All of the data below needs to be set down again, exactly as shown.
-- RECORDED INFORMATION follows --
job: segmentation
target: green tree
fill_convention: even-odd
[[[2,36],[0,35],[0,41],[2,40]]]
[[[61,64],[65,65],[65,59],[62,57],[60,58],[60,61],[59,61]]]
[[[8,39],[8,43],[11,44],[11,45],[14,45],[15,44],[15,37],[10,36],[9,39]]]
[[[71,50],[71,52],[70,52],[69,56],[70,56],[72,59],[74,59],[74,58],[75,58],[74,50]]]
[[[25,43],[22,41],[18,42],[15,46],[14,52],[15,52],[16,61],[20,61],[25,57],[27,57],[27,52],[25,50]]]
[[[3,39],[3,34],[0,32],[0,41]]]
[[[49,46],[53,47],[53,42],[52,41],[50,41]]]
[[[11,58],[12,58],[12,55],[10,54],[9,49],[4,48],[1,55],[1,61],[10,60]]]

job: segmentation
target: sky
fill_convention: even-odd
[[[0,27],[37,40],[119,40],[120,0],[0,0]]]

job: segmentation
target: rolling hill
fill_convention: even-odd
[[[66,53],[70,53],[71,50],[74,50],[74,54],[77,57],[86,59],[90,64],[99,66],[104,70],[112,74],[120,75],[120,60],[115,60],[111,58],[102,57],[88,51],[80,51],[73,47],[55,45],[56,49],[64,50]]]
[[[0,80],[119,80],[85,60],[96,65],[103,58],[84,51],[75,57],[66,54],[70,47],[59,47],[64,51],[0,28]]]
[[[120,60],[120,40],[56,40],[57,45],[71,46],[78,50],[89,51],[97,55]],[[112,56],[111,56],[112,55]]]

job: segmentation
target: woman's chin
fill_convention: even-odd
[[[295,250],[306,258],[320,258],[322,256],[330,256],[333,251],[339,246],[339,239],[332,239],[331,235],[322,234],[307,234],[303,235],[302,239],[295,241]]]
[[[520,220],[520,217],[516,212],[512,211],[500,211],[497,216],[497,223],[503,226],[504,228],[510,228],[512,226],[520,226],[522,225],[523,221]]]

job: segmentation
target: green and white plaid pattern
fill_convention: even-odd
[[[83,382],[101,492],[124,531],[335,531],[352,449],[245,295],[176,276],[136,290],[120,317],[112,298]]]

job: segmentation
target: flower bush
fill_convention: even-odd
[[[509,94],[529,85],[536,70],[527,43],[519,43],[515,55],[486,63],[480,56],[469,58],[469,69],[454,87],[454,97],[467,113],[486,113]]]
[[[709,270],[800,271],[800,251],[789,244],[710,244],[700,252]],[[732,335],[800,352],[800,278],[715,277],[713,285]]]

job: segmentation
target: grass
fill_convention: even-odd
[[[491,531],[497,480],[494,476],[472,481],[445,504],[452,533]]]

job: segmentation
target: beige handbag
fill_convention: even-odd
-- RECORDED INFORMATION concluded --
▸ **OUTPUT OF THE EXERCISE**
job: segmentation
target: green tree
fill_convention: even-odd
[[[2,36],[0,35],[0,41],[2,40]]]
[[[61,64],[65,65],[65,59],[62,57],[60,58],[60,61],[59,61]]]
[[[8,39],[8,43],[11,44],[11,45],[14,45],[15,44],[15,37],[10,36],[9,39]]]
[[[71,50],[71,52],[70,52],[69,56],[70,56],[72,59],[74,59],[74,58],[75,58],[74,50]]]
[[[25,43],[22,41],[18,42],[15,46],[14,52],[15,52],[16,61],[20,61],[25,57],[27,57],[27,52],[25,50]]]
[[[3,39],[3,34],[0,32],[0,41]]]
[[[49,46],[53,47],[53,42],[52,41],[50,41]]]
[[[11,58],[12,58],[12,55],[10,54],[9,49],[4,48],[1,55],[1,61],[10,60]]]

job: segmentation
target: sky
fill_convention: even-odd
[[[0,27],[37,40],[119,40],[120,0],[0,0]]]

job: segmentation
target: rolling hill
fill_convention: even-odd
[[[66,53],[70,53],[71,50],[74,50],[74,54],[77,57],[86,59],[90,64],[99,66],[104,70],[112,74],[120,75],[120,60],[115,60],[111,58],[102,57],[88,51],[80,51],[73,47],[55,45],[56,49],[64,50]]]
[[[0,80],[119,80],[85,60],[96,65],[103,58],[84,51],[75,57],[66,54],[70,47],[59,47],[64,51],[0,28]]]
[[[120,60],[120,40],[56,40],[57,45],[71,46],[78,50],[89,51],[97,55]],[[112,56],[111,56],[112,55]]]

job: segmentation
target: woman's chin
fill_convention: even-odd
[[[295,250],[306,258],[320,258],[322,256],[330,256],[333,251],[339,246],[339,239],[332,239],[331,235],[322,234],[307,234],[303,235],[302,239],[295,241]]]
[[[520,220],[520,217],[516,212],[512,211],[500,211],[497,216],[497,223],[503,226],[504,228],[510,228],[512,226],[520,226],[522,225],[523,221]]]

job: segmentation
target: green and white plaid pattern
fill_convention: even-odd
[[[83,382],[101,492],[124,531],[335,531],[352,449],[245,295],[176,276],[136,290],[120,317],[112,298]]]

job: segmentation
target: flower bush
fill_convention: even-odd
[[[509,94],[529,85],[536,70],[527,43],[519,43],[515,55],[486,63],[480,56],[469,58],[469,69],[454,87],[454,97],[467,113],[486,113]]]
[[[709,270],[800,271],[800,251],[789,244],[710,244],[700,252]],[[732,335],[800,352],[800,278],[715,277],[713,285]]]

job: segmentation
target: grass
fill_convention: even-odd
[[[491,531],[497,480],[494,476],[472,481],[445,504],[452,533]]]

job: segmentation
target: beige handbag
fill_convention: even-odd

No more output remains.